EXERCISE GOAL:
Scale the part of the listing that starts with the line containing "of the skyscraper" and runs through the line containing "231], [311, 205]]". Reproduce every line, requests included. Multiply each point coordinate in the answers by 1.9 and round to whole numbers, with halves rounded up. Leave the requests and their format samples unchanged.

DATA PROVIDED:
________________________________________

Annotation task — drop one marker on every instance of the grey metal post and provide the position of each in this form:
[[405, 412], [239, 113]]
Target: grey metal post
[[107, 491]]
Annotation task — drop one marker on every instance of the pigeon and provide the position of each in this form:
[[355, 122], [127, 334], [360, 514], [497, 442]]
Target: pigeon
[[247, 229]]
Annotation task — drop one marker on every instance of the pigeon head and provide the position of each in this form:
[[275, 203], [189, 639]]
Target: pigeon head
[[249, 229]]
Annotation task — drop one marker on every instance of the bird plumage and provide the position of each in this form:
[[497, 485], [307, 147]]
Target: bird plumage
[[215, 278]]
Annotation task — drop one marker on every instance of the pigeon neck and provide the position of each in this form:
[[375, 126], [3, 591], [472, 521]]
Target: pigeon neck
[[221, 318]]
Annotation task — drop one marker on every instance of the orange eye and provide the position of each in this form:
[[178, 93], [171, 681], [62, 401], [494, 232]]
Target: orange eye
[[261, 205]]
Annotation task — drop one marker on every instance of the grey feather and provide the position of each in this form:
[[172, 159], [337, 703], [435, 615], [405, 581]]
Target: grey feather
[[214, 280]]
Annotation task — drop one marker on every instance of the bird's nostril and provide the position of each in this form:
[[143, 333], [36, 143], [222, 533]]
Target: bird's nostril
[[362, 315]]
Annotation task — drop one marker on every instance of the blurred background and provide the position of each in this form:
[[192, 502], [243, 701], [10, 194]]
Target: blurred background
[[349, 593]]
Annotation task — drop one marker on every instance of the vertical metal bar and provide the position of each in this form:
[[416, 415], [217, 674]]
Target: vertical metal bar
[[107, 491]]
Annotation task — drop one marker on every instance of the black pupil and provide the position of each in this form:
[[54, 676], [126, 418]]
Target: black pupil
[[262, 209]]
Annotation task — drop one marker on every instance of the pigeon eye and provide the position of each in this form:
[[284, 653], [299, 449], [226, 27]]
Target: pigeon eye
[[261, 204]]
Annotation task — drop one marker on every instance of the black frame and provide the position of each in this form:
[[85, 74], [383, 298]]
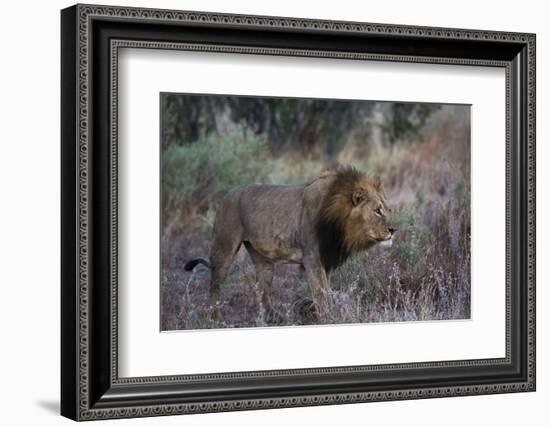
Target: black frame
[[90, 386]]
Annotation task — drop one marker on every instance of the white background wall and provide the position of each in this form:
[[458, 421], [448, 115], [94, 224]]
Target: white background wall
[[29, 211]]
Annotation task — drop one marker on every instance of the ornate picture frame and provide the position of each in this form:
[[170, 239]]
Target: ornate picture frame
[[91, 37]]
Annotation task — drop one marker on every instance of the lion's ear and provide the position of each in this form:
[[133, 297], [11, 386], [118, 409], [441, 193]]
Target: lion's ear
[[357, 198]]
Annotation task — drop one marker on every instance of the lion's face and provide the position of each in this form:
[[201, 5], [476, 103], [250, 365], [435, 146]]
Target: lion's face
[[369, 220], [354, 216]]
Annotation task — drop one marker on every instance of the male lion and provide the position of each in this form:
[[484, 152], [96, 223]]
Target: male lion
[[317, 225]]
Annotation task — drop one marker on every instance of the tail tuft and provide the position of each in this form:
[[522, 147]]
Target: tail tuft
[[189, 266]]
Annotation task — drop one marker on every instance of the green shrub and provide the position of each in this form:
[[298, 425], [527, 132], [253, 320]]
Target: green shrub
[[195, 176]]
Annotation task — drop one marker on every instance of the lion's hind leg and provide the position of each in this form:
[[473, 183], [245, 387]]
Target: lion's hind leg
[[264, 277], [224, 248]]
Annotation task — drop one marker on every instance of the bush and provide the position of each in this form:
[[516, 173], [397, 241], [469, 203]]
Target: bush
[[195, 176]]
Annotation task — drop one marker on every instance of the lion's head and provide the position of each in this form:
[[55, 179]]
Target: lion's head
[[354, 216]]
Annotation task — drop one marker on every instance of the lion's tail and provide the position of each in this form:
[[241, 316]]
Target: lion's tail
[[189, 266]]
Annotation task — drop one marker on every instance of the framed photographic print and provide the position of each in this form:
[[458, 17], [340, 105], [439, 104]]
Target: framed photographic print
[[263, 212]]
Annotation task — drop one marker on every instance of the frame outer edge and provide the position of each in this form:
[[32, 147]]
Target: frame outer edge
[[83, 12]]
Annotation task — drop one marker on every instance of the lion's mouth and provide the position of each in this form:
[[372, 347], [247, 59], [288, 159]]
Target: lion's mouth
[[388, 242]]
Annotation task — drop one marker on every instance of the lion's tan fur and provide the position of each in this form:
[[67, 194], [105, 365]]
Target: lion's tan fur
[[317, 225]]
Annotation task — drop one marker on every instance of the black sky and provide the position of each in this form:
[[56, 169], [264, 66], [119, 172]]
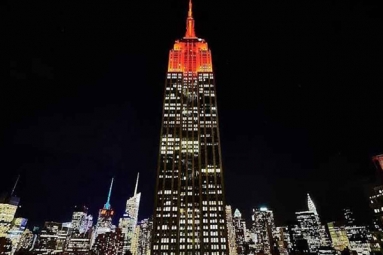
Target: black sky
[[299, 94]]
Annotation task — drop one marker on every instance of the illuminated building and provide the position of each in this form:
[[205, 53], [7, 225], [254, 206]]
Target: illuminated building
[[338, 236], [81, 221], [46, 242], [263, 228], [325, 240], [5, 246], [109, 243], [310, 229], [78, 244], [189, 211], [283, 240], [144, 233], [104, 221], [16, 231], [134, 243], [26, 240], [240, 231], [311, 205], [376, 198], [348, 217], [230, 231], [128, 222], [8, 208], [359, 236]]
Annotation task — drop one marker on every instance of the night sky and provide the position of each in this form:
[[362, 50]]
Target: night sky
[[298, 87]]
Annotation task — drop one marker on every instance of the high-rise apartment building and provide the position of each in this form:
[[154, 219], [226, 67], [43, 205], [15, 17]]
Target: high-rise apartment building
[[81, 221], [143, 234], [264, 229], [189, 213], [240, 231], [104, 221], [8, 207], [339, 238], [128, 222], [310, 229], [109, 243], [231, 231]]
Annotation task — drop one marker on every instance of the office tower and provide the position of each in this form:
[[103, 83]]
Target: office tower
[[81, 221], [46, 242], [5, 246], [135, 239], [26, 240], [144, 231], [189, 211], [16, 231], [104, 221], [109, 243], [311, 205], [8, 208], [338, 234], [378, 162], [240, 231], [78, 244], [128, 222], [230, 231], [310, 229], [376, 196], [283, 240], [325, 240], [348, 217], [263, 228]]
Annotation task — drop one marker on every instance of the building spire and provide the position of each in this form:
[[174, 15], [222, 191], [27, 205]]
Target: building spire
[[311, 205], [135, 190], [190, 33], [14, 187], [190, 13], [107, 205]]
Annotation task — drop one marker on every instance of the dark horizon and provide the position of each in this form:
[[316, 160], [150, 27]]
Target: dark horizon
[[298, 88]]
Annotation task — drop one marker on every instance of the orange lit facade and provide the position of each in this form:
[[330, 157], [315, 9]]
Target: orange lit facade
[[189, 215]]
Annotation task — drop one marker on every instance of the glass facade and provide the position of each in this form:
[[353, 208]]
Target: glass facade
[[189, 215]]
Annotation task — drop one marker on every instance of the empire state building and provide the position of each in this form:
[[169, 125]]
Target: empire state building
[[189, 212]]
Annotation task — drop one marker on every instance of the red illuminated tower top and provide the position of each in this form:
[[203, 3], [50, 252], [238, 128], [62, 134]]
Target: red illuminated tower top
[[190, 54]]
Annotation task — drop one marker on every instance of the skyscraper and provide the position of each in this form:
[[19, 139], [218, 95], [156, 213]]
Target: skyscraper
[[104, 221], [189, 214], [128, 222], [310, 229], [240, 231], [264, 229], [8, 208], [231, 231], [311, 205]]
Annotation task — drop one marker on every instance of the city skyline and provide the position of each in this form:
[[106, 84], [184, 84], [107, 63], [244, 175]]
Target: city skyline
[[60, 136]]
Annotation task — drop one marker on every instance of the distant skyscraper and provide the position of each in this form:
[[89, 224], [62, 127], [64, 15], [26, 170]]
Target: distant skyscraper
[[310, 204], [128, 222], [310, 229], [109, 243], [104, 221], [339, 238], [263, 228], [231, 231], [8, 208], [283, 240], [348, 217], [81, 221], [189, 214], [378, 162], [240, 231], [144, 231], [16, 231]]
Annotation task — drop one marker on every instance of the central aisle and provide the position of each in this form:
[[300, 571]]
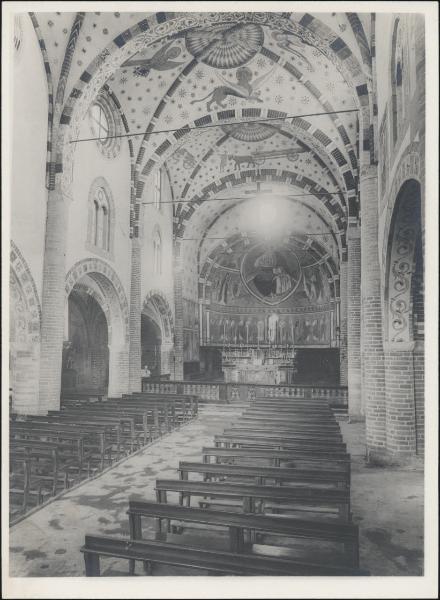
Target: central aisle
[[387, 504], [47, 543]]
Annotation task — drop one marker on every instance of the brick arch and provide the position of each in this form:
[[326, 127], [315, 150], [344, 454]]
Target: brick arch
[[404, 235], [124, 121], [264, 175], [160, 303], [342, 251], [159, 25], [323, 258], [409, 167], [256, 112], [299, 127], [116, 304]]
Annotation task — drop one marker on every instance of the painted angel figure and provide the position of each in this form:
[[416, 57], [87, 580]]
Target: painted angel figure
[[245, 87], [160, 61], [290, 44]]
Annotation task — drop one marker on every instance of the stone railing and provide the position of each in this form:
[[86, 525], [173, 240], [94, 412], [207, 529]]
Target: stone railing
[[230, 392]]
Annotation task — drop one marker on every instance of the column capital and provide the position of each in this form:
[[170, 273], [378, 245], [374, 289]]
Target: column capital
[[353, 233], [399, 346], [368, 172]]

________________________________________

RESULT OF THE TASK:
Annotation task — drop one marker on every instance of the skyscraper and provide the position of each in this form:
[[19, 139], [218, 95], [156, 213]]
Target: skyscraper
[[198, 420], [359, 407], [243, 422], [589, 435], [456, 439], [502, 435], [15, 395], [439, 439], [591, 390]]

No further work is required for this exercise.